▶ _DATA FOR THE TASK_

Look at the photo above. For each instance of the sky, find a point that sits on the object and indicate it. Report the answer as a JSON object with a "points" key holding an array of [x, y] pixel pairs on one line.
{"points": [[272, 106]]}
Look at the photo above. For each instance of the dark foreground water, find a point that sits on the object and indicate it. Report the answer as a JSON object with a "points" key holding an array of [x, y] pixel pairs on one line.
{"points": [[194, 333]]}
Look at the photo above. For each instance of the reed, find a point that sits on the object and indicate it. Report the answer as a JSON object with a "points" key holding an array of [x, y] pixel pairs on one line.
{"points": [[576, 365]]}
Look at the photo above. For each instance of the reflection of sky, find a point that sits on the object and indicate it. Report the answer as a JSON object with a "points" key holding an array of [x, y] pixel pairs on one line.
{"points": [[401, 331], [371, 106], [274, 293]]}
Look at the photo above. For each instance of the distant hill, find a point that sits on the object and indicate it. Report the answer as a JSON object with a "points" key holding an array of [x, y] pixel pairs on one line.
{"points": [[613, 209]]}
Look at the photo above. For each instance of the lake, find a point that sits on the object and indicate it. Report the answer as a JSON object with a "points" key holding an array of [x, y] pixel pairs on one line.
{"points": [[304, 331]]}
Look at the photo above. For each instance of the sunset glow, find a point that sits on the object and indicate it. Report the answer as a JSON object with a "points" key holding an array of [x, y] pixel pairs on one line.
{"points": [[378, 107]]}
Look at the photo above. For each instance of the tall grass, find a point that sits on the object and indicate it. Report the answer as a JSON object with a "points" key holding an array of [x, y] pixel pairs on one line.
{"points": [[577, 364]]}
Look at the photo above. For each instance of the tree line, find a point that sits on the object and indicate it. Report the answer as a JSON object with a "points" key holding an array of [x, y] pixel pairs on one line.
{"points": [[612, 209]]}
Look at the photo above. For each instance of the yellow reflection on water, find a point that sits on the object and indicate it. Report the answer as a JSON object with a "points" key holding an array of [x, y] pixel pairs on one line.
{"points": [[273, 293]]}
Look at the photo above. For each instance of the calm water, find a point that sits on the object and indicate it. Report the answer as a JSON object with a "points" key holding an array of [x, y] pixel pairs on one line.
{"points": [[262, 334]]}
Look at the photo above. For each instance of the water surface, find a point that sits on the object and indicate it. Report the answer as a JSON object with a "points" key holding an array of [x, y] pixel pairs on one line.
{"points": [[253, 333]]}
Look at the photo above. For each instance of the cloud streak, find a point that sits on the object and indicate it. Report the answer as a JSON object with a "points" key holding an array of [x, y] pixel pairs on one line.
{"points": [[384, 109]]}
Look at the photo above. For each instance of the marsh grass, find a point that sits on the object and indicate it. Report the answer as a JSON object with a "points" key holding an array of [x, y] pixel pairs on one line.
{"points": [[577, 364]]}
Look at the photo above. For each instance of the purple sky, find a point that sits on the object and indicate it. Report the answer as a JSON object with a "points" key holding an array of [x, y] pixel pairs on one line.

▶ _STATED TASK_
Please rewrite the lines above as a numbered list, leaving out any blank lines.

▶ _ANSWER TO THE EXERCISE_
1. Look at the photo above. For each instance of the sky, find a point that sits on the object and indicate it. Report the answer as a JSON object with a "points" key holding an array of [x, y] pixel pairs on one line.
2. {"points": [[272, 106]]}
3. Look at the photo above. For each instance of the dark foreground water, find a point that sits on the object and indicate it. Report the answer as a JSON object with a "points" key holding an array of [x, y] pixel pairs on one line.
4. {"points": [[194, 333]]}
5. Look at the photo above. For each instance of the reed, find a point that sits on the object and indicate it. Report the answer as a JSON object with a "points" key holding an array of [x, y] pixel pairs on one line.
6. {"points": [[576, 365]]}
7. Look at the photo above. For each instance of the reflection of sky, find a point that sits on the object and indicate it. Report the answer as a JSON object with a "points" key holding an array of [x, y] pixel pairs on one line.
8. {"points": [[401, 331], [371, 106], [274, 293]]}
9. Look at the photo above. For each instance of the distant hill, find a point that sits on the object and indicate it. Report the answer as a JSON object with a "points" key holding an array of [x, y] pixel pairs on one line.
10. {"points": [[613, 209]]}
11. Look at the photo above. For each instance of the lake, find a point that sits on the object and indicate it. Report the answer as a JSON object with a "points" key holding an array of [x, y] pixel pairs on one line.
12. {"points": [[304, 331]]}
13. Look at the photo above. For each instance of the sunset glow, find a point that sits on the object and indicate it. Report the answer as a JSON object with a "points" key holding an array of [x, y] pixel pairs on one line.
14. {"points": [[378, 107]]}
15. Look at the photo above. For each instance of the tall grass, find a point that sits on the object and indicate it. Report the answer as a JSON object with a "points" key holding an array of [x, y] pixel pairs on one line.
16. {"points": [[577, 364]]}
17. Look at the photo above. For each instance of the tree line, find a point that sits on the object and indicate it. Report the answer as a JSON object with a "points" key holding an array of [x, y] pixel pairs on one line.
18. {"points": [[612, 209]]}
19. Look at the photo above. For each instance of the yellow reflection on water, find a point that sits on the object and indicate it. Report the answer as a JSON object with a "points" key holding an array of [x, y] pixel pairs on one line.
20. {"points": [[273, 293]]}
21. Look at the photo above. For each instance of the calm water, find a point that sits on the object and indicate it. Report the answer as a JSON object with a "points" key holding an array of [x, y] pixel pairs on one line.
22. {"points": [[262, 334]]}
23. Look at the photo above. For each instance of the water surface, find a point that sits on the object and indicate it. Report the answer as a JSON object with a "points" key holding an array of [x, y] pixel pairs on one line.
24. {"points": [[253, 333]]}
25. Look at the photo above. For each instance of the cloud streak, find a point that sits on the object and indicate it. Report the answer as a JSON object with a "points" key holding an array of [x, y] pixel pairs on one line.
26. {"points": [[384, 109]]}
27. Look at the photo above. For each instance of the marsh grass, find a point that sits on the object and indicate it. Report the answer as a JSON object with a "points" key holding an array of [x, y] pixel pairs on one line.
28. {"points": [[577, 364]]}
29. Look at the photo above. For each instance of the purple sky, find a point that sits on the object and indicate it. Report the answer as a JSON object with a "points" key holding an array of [x, y] pixel pairs on one line.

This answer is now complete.